▸ Instructions:
**1.** From the passage on the ku, please list the sources of experience that the ku does not tell apart.
**2.** Print the part of the passage on the ku starting at "Remembering that the" and ending at "to be sick.".

*** Opening Supplied text ***

The implications of the concept of ku are many. "This means that whatever memories you dwell on will be affecting your body in the present moment, producing more or less the same chemical and muscular reactions that occurred when the event first happened. A good memory can produce endorphins and a bad memory can produce toxins, all in the present moment."


It also implies that the ku does not distinguish between whether the experience came from an actual situation or a book, dream, intuition or imagination. "All the ku cares about is the intensity of the experience; that is, how much physiological (emotional, chemical, muscular) reaction occurred during the experience. That is the ku's only basis for how 'real' the experience was. The practical side of this is that an intensely imagined experience is just as good as the real thing, as least as far as memory-based behavior is concerned." Athletes use this fact when they imagine the body motions that have to go through to perform. King assets, "The same process can be used to train yourself in any skill, state, or condition whatsoever."


"The primary function of the ku is memory," writes King, "and its primary motivation is pleasure. To put it more accurately, the ku's motivation is towards pleasure and away from pain." This is the reason why we like to do some things and not others, and why certain things are very difficult. "The ku automatically moves towards what is pleasurable and does its best to avoid what is painful."


Remembering that the ku does not distinguish between actual and imagined experience, it becomes clear that imagination has extreme power. "If you create a future memory - in other words, if imagine what will happen if you do a certain thing - your ku's behavior will be strongly influenced by whether the memory carries the expectation of pain or pleasure. If you have created the expectation/memory that human encounters may result in painful rejection, you will find it hard to meet or be with people, to make phone calls (especially sales calls), and possibly even to write letters."


In this paradigm, the ku will provide the least painful solution if no pleasurable alternatives exist in memory. For example, if you have a stressful job, that is your job is creating pain, your ku will make you sick to get out of the job because it is less painful to be sick.


"In order to operate its memory function and engage motivation, the ku uses its primary tool of sensation. According to this concept, all memory is kinesthetic, or body related; all pleasure and pain as well; and all experience, even of emotions and ideas, produces physical sensation."

*** Closing Supplied text ***
*** Opening Data supplied ***

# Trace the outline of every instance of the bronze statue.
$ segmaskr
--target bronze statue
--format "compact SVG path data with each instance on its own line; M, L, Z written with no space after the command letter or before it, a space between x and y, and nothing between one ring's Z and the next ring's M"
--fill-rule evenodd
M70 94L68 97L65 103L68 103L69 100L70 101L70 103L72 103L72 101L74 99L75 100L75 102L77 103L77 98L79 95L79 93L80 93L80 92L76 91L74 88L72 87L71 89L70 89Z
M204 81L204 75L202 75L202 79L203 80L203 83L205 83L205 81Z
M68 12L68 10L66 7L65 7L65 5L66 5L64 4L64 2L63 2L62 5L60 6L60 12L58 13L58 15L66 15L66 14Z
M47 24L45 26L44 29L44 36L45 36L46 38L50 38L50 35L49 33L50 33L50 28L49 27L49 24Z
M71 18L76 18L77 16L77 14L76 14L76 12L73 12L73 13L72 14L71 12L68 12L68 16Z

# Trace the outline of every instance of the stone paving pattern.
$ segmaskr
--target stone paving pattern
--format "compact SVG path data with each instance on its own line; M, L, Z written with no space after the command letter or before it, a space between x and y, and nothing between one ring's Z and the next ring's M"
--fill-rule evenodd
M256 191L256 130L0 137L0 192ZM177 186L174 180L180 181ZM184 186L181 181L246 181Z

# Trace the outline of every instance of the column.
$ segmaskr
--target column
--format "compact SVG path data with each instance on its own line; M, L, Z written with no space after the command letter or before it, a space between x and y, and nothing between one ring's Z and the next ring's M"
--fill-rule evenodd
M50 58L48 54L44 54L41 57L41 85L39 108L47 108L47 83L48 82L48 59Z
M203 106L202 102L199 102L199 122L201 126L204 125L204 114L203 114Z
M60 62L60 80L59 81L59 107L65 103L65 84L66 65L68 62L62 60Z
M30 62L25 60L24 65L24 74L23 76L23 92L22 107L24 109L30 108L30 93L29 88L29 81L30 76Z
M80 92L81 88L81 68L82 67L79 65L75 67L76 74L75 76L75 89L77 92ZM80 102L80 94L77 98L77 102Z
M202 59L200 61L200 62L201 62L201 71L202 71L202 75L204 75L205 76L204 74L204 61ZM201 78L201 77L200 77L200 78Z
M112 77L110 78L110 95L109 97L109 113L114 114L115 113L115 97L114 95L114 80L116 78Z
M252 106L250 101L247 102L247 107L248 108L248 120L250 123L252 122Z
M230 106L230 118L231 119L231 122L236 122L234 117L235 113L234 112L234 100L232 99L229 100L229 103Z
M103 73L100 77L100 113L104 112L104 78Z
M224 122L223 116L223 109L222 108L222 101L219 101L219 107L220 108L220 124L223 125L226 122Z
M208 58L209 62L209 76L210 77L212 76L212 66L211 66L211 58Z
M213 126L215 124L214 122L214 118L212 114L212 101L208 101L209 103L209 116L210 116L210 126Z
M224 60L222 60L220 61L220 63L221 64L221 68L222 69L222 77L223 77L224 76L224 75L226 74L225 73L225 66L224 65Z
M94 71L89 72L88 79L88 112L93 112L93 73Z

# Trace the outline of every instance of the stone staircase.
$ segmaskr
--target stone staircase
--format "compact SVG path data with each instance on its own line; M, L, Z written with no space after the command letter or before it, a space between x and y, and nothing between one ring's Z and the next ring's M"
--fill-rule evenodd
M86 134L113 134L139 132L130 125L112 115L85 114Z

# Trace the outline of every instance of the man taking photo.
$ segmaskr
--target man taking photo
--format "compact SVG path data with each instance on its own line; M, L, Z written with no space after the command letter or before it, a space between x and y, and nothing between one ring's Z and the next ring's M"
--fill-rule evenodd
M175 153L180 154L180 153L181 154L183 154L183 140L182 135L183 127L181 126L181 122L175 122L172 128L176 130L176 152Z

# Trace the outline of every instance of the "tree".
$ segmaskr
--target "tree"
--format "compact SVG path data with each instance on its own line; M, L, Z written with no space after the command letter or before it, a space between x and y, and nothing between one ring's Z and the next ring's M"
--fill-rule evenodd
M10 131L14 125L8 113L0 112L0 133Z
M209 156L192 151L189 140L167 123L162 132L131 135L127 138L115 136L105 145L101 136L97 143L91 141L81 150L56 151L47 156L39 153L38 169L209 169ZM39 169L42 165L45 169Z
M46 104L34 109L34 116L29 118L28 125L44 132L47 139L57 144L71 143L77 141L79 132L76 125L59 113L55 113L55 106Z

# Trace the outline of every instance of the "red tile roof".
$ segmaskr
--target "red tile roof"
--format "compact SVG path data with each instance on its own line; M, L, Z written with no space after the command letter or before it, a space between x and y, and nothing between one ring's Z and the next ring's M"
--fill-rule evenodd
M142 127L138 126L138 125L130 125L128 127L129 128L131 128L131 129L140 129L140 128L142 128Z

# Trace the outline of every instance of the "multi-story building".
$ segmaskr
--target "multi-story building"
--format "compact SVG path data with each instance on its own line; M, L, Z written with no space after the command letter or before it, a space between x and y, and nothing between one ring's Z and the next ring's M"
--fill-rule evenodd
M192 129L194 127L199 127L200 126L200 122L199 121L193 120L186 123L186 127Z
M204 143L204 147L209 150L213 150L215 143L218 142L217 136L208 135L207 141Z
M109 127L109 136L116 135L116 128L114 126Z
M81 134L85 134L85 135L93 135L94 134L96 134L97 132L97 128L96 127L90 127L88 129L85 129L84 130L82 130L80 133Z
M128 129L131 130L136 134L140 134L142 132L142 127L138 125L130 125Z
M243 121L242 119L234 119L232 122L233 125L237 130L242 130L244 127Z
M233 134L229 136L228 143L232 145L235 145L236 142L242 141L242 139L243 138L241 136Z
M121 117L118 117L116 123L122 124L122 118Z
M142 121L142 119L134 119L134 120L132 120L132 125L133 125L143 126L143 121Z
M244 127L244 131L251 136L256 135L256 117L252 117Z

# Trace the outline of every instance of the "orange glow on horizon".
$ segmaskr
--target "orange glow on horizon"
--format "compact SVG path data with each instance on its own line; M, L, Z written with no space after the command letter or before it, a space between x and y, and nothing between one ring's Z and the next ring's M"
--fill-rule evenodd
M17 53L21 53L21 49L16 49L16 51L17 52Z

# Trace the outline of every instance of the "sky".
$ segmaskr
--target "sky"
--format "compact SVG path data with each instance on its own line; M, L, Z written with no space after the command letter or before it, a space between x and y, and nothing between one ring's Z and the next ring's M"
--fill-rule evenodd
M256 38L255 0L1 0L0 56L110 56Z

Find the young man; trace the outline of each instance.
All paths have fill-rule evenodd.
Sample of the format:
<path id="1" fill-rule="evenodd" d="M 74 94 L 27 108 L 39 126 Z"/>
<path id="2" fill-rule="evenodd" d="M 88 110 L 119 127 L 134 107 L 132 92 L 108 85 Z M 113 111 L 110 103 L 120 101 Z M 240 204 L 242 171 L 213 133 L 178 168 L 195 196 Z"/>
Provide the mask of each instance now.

*** Closing Data supplied ***

▸ Set of answers:
**1.**
- an actual situation
- a book
- a dream
- intuition
- imagination

**2.**
Remembering that the ku does not distinguish between actual and imagined experience, it becomes clear that imagination has extreme power. "If you create a future memory - in other words, if imagine what will happen if you do a certain thing - your ku's behavior will be strongly influenced by whether the memory carries the expectation of pain or pleasure. If you have created the expectation/memory that human encounters may result in painful rejection, you will find it hard to meet or be with people, to make phone calls (especially sales calls), and possibly even to write letters."


In this paradigm, the ku will provide the least painful solution if no pleasurable alternatives exist in memory. For example, if you have a stressful job, that is your job is creating pain, your ku will make you sick to get out of the job because it is less painful to be sick.